▶ Consigne: Recopiez l'ensemble du matériel ci-dessous en remplaçant « shrub » par « bush », sans rien modifier d'autre. Omettez les images dans votre réponse.

---------- Extraits du corpus ----------

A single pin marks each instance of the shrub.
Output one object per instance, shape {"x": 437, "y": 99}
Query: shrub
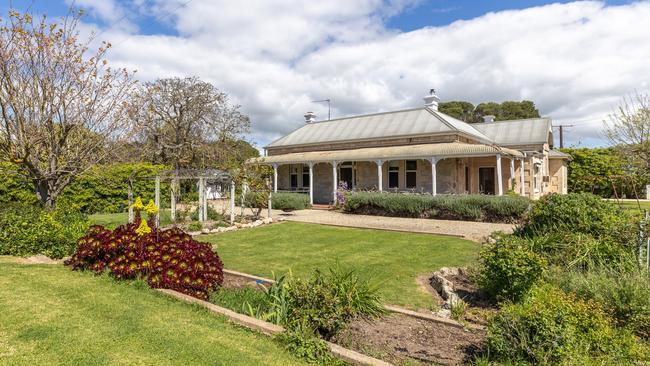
{"x": 552, "y": 327}
{"x": 454, "y": 207}
{"x": 166, "y": 259}
{"x": 575, "y": 250}
{"x": 325, "y": 302}
{"x": 29, "y": 229}
{"x": 289, "y": 201}
{"x": 195, "y": 226}
{"x": 509, "y": 268}
{"x": 581, "y": 213}
{"x": 104, "y": 189}
{"x": 304, "y": 344}
{"x": 257, "y": 200}
{"x": 623, "y": 295}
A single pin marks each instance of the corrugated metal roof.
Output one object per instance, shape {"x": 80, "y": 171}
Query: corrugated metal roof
{"x": 442, "y": 150}
{"x": 411, "y": 122}
{"x": 557, "y": 154}
{"x": 517, "y": 132}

----------

▶ Corrigé:
A single pin marks each instance of the bush.
Output one object per instance, shape {"x": 437, "y": 99}
Query: bush
{"x": 552, "y": 327}
{"x": 454, "y": 207}
{"x": 166, "y": 259}
{"x": 575, "y": 250}
{"x": 325, "y": 302}
{"x": 29, "y": 229}
{"x": 289, "y": 201}
{"x": 195, "y": 226}
{"x": 509, "y": 268}
{"x": 581, "y": 213}
{"x": 104, "y": 189}
{"x": 304, "y": 344}
{"x": 257, "y": 200}
{"x": 623, "y": 295}
A single pin marks each instance of the corrugated metal roof.
Output one object per instance, shape {"x": 80, "y": 171}
Query: corrugated metal roof
{"x": 442, "y": 150}
{"x": 411, "y": 122}
{"x": 557, "y": 154}
{"x": 517, "y": 132}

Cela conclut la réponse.